(Collection entries)
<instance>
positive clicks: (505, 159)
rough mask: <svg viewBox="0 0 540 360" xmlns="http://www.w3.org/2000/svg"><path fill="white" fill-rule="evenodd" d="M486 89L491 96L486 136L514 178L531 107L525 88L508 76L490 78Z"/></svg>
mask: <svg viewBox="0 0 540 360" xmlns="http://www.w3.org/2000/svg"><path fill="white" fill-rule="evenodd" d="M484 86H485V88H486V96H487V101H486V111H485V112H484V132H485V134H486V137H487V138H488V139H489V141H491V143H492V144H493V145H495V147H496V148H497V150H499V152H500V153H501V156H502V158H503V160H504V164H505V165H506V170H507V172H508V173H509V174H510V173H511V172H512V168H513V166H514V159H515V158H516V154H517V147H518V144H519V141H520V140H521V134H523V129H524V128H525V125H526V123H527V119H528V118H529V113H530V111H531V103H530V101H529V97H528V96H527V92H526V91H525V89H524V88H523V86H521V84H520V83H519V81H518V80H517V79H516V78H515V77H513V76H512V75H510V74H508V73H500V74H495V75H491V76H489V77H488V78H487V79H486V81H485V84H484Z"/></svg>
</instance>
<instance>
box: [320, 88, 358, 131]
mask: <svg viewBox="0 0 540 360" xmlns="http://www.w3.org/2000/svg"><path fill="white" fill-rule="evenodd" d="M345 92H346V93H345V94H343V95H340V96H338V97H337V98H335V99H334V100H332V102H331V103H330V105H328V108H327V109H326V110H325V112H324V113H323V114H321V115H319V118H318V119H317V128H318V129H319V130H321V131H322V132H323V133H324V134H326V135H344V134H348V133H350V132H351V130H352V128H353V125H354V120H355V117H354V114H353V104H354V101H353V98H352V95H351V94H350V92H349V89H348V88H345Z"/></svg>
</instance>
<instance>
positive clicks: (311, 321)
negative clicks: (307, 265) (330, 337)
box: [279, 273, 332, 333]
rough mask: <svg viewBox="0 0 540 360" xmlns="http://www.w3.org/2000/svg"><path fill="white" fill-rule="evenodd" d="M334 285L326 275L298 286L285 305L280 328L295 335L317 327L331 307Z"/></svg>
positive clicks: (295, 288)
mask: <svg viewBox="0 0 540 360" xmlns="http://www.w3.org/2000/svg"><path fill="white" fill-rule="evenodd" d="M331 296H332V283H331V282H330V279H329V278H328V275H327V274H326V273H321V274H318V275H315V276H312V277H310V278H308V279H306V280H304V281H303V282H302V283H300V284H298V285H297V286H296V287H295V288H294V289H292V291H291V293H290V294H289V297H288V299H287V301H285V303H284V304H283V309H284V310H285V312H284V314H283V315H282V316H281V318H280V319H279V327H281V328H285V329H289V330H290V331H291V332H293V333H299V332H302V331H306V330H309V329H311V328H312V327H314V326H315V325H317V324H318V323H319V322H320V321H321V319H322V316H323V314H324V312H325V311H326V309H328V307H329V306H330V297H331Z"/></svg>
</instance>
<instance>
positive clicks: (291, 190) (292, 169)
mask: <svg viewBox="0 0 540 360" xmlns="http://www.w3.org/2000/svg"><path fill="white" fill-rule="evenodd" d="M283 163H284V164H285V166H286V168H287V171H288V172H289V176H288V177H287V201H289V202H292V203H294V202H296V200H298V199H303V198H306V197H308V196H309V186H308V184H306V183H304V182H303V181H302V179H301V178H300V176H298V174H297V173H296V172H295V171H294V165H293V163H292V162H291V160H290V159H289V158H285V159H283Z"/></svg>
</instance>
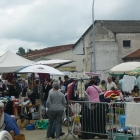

- **ASSIGNMENT**: Swap "positive clicks" for "foreground clicks" wherever it appears in the items above, and write out all the items again with nothing else changed. Leave the picture out.

- **SOLVED PROBLEM**:
<instance>
foreground clicks: (505, 159)
rough mask: <svg viewBox="0 0 540 360" xmlns="http://www.w3.org/2000/svg"><path fill="white" fill-rule="evenodd" d="M486 89L491 96L486 136L514 178L531 107L525 88L508 76L490 78Z"/></svg>
mask: <svg viewBox="0 0 540 360" xmlns="http://www.w3.org/2000/svg"><path fill="white" fill-rule="evenodd" d="M484 86H485V88H486V96H487V101H486V111H485V112H484V132H485V134H486V137H487V138H488V139H489V141H491V143H492V144H493V145H495V147H496V148H497V150H499V152H500V153H501V156H502V158H503V160H504V164H505V165H506V170H507V172H508V173H509V174H510V173H511V172H512V168H513V166H514V159H515V158H516V154H517V147H518V144H519V141H520V140H521V134H523V129H524V128H525V125H526V123H527V119H528V118H529V113H530V111H531V103H530V101H529V97H528V96H527V92H526V91H525V89H524V88H523V86H521V84H520V83H519V81H518V80H517V79H516V78H515V77H513V76H512V75H510V74H508V73H500V74H495V75H491V76H489V77H488V78H487V79H486V81H485V84H484Z"/></svg>
</instance>
<instance>
box: [320, 88, 358, 131]
mask: <svg viewBox="0 0 540 360" xmlns="http://www.w3.org/2000/svg"><path fill="white" fill-rule="evenodd" d="M345 92H346V93H345V94H343V95H340V96H338V97H337V98H335V99H334V100H332V102H331V103H330V105H328V108H327V109H326V110H325V112H324V113H323V114H321V115H319V118H318V119H317V128H318V129H319V130H321V131H322V132H323V133H324V134H326V135H344V134H348V133H350V132H351V130H352V128H353V125H354V120H355V117H354V114H353V104H354V101H353V98H352V95H351V94H350V92H349V89H348V88H345Z"/></svg>
</instance>
<instance>
foreground clicks: (311, 321)
negative clicks: (307, 265) (330, 337)
box: [279, 273, 332, 333]
rough mask: <svg viewBox="0 0 540 360" xmlns="http://www.w3.org/2000/svg"><path fill="white" fill-rule="evenodd" d="M334 285L326 275L298 286L285 305L280 328L295 335L317 327L331 307Z"/></svg>
foreground clicks: (295, 288)
mask: <svg viewBox="0 0 540 360" xmlns="http://www.w3.org/2000/svg"><path fill="white" fill-rule="evenodd" d="M331 296H332V283H331V282H330V279H329V278H328V275H327V274H326V273H321V274H318V275H315V276H312V277H310V278H308V279H306V280H304V281H303V282H302V283H300V284H298V285H297V286H296V287H295V288H294V289H292V291H291V293H290V294H289V297H288V299H287V301H285V303H284V304H283V309H284V310H285V312H284V314H283V315H282V316H281V318H280V319H279V327H281V328H285V329H289V330H290V331H291V332H293V333H299V332H302V331H306V330H309V329H311V328H312V327H314V326H315V325H317V324H318V323H319V322H320V321H321V319H322V316H323V314H324V312H325V311H326V309H328V307H329V306H330V297H331Z"/></svg>
</instance>
<instance>
foreground clicks: (291, 190) (292, 169)
mask: <svg viewBox="0 0 540 360" xmlns="http://www.w3.org/2000/svg"><path fill="white" fill-rule="evenodd" d="M283 163H284V164H285V166H286V168H287V171H288V172H289V176H288V177H287V201H289V202H292V203H294V202H296V200H298V199H303V198H306V197H308V196H309V186H308V184H306V183H304V182H303V181H302V179H301V178H300V176H298V174H297V173H296V172H295V171H294V165H293V163H292V162H291V160H290V159H289V158H285V159H283Z"/></svg>
</instance>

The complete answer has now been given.